● **Exercise requirements**
Each line in the records below, from the one that contains "on truck, one line per instance." to the one that contains "sky, one line per instance.", should be reproduced exactly, the first and last included.

● **Data items**
┌──

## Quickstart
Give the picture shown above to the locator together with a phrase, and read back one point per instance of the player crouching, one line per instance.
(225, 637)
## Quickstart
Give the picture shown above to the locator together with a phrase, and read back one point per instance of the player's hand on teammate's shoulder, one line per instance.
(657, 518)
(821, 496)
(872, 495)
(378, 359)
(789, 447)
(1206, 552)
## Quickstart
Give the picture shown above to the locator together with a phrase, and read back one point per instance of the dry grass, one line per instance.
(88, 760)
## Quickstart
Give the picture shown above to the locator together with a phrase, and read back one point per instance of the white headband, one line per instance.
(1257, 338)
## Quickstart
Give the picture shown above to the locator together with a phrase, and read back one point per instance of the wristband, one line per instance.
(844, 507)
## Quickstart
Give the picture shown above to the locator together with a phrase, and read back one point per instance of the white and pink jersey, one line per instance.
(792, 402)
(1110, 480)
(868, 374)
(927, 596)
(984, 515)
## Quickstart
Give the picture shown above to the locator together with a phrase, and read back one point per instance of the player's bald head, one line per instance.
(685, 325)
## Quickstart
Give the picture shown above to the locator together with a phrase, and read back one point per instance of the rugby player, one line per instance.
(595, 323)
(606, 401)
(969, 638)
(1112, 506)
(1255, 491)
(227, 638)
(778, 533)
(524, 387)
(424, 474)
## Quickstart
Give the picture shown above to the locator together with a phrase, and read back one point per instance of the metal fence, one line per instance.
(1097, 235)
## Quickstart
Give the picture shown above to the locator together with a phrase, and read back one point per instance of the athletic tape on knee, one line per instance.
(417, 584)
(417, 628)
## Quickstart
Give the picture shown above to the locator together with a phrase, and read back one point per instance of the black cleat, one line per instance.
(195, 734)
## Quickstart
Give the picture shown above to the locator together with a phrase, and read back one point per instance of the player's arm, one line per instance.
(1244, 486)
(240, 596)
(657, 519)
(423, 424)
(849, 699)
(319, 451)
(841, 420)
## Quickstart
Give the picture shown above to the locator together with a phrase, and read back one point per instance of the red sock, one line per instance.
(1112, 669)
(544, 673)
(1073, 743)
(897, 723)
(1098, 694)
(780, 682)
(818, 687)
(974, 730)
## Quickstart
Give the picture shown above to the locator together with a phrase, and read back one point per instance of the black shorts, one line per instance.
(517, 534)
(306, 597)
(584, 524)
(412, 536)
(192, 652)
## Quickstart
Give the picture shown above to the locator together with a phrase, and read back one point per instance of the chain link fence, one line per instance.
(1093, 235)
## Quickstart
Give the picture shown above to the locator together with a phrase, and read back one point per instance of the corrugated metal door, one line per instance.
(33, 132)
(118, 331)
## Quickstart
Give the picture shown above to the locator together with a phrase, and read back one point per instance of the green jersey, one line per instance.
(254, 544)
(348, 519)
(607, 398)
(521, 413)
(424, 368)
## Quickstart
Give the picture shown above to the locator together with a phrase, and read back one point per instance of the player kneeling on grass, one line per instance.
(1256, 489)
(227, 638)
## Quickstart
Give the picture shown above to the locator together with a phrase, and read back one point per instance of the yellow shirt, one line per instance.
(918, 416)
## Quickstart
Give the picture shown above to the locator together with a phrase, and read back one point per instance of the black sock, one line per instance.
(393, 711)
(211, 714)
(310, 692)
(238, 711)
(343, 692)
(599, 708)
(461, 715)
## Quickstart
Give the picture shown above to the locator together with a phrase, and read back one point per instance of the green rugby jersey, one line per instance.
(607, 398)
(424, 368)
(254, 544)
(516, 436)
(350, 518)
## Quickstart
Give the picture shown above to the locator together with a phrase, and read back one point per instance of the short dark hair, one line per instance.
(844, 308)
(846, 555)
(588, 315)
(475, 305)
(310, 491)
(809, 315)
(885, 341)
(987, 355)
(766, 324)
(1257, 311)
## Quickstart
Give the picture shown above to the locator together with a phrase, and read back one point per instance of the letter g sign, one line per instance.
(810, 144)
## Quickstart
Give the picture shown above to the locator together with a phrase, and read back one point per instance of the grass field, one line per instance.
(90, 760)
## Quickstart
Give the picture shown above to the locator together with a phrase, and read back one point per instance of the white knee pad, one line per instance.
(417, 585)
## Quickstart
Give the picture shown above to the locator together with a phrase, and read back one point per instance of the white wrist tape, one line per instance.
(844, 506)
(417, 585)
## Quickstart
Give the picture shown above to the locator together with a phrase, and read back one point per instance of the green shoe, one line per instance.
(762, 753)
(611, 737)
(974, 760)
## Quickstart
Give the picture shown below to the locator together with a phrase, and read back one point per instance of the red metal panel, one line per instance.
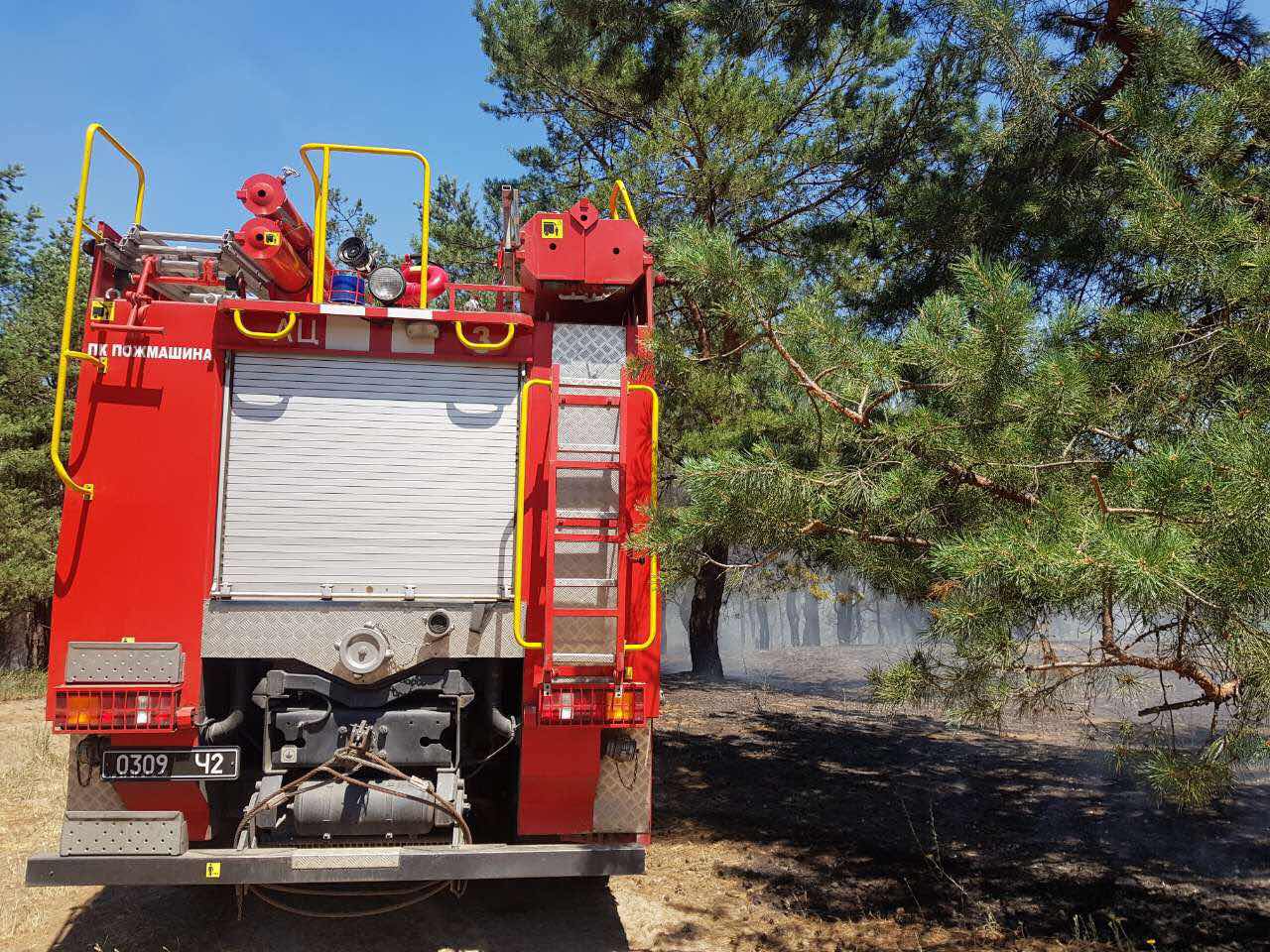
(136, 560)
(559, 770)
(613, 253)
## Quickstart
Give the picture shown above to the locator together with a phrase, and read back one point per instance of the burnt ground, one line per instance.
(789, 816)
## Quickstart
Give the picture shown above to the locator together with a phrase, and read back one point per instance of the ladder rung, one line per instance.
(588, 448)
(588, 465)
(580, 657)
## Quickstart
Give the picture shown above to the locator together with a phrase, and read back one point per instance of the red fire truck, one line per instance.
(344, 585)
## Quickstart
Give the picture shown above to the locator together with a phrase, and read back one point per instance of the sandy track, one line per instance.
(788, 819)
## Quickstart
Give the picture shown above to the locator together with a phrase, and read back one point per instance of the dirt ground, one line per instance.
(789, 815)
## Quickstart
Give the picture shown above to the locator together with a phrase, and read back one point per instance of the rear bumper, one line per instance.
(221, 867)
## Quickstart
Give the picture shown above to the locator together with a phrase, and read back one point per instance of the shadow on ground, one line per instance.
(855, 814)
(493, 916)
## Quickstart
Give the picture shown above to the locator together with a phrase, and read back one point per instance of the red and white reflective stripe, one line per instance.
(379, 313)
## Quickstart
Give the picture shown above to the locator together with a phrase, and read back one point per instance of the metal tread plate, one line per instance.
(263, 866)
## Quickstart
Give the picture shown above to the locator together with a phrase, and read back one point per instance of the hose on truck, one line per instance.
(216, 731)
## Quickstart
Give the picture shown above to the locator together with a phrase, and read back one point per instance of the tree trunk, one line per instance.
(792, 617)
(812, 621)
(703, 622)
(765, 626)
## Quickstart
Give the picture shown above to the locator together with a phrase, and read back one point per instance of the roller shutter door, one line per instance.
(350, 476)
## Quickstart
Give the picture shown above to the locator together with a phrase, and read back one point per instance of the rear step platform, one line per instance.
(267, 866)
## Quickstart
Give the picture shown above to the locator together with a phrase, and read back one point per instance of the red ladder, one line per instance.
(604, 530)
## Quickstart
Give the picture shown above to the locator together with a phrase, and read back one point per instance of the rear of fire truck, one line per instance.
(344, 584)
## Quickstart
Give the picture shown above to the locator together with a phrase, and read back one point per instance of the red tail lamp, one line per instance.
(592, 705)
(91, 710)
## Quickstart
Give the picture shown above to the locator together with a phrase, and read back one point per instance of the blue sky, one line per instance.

└──
┌──

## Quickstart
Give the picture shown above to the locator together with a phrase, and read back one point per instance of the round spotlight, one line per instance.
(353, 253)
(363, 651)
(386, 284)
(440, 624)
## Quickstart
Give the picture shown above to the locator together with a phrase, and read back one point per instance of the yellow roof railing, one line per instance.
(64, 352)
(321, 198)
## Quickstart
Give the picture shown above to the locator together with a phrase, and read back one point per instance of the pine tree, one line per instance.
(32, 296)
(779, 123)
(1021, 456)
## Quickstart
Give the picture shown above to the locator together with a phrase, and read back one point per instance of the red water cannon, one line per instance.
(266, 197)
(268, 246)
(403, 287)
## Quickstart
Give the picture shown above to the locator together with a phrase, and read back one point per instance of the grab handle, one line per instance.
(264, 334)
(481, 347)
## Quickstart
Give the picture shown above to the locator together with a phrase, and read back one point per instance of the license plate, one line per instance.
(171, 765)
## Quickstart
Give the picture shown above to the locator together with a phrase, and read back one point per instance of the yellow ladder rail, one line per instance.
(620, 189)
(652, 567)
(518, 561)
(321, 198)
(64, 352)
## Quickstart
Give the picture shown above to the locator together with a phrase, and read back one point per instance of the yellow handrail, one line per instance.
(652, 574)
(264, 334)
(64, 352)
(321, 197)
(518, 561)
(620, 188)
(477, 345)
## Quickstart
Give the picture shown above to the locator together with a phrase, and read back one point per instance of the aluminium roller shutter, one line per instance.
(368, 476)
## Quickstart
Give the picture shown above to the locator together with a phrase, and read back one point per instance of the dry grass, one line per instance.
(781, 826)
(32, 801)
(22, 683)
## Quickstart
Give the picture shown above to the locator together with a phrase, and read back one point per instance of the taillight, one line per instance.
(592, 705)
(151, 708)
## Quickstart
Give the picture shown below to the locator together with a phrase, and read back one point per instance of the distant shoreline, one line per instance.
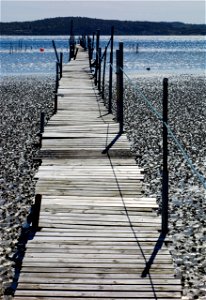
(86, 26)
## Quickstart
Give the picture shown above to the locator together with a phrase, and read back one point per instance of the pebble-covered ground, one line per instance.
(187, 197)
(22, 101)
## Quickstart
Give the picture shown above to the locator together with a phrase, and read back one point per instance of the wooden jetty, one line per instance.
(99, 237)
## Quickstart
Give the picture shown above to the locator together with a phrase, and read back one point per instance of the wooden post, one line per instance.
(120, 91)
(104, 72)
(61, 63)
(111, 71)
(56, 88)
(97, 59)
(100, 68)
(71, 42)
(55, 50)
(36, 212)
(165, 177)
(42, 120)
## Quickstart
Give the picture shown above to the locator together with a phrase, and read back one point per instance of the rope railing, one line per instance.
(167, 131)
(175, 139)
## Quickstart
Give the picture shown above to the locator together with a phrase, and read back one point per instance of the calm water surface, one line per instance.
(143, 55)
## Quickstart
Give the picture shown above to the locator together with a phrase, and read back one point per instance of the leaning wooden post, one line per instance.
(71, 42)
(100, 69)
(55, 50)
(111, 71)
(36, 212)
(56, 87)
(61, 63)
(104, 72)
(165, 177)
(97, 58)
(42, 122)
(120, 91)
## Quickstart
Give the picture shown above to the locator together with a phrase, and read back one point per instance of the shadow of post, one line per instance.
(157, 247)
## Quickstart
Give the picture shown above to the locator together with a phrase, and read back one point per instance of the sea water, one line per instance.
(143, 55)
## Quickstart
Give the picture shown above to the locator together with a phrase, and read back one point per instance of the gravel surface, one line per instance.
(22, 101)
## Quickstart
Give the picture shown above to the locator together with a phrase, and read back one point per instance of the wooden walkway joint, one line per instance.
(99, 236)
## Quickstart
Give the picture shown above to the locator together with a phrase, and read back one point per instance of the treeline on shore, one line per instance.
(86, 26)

└──

● **Written solution**
Give the picture shown above to the locator together with a phrase, and read back one point per instance of the hose on truck, one line per instance.
(216, 731)
## Quickstart
Give the picture shown above to the locator together with a phrase, and read back one point per instance of the tree trunk, one line per instance.
(792, 617)
(812, 621)
(703, 622)
(765, 626)
## Quickstart
Give the picture shown above to the locator together with a phrase, and read back one point per instance of the roller shutter door, one line per instance.
(350, 476)
## Quickstart
Give the picture shown above to the locator together with a phrase, and read back one point per instance of the rear step platform, one line per instance.
(267, 866)
## Quickstart
Give the picture shown above to the locator together with a phrase, and read back one point per instance of the red ladder, one line per instance.
(604, 530)
## Quickstart
Give the picture shown above to the locator together with a phrase, and read back one point per instance of the rear of fire truck, one line per instance.
(344, 584)
## Quickstart
Give the picture shown above to the locator together with a phrase, and read back one point per instance of the red tail lamp, one line per instance.
(592, 705)
(91, 710)
## Quickstart
Give the picture shown above to the locator together with a phrase, and read back one point per instance of the blue sky, one line per instance.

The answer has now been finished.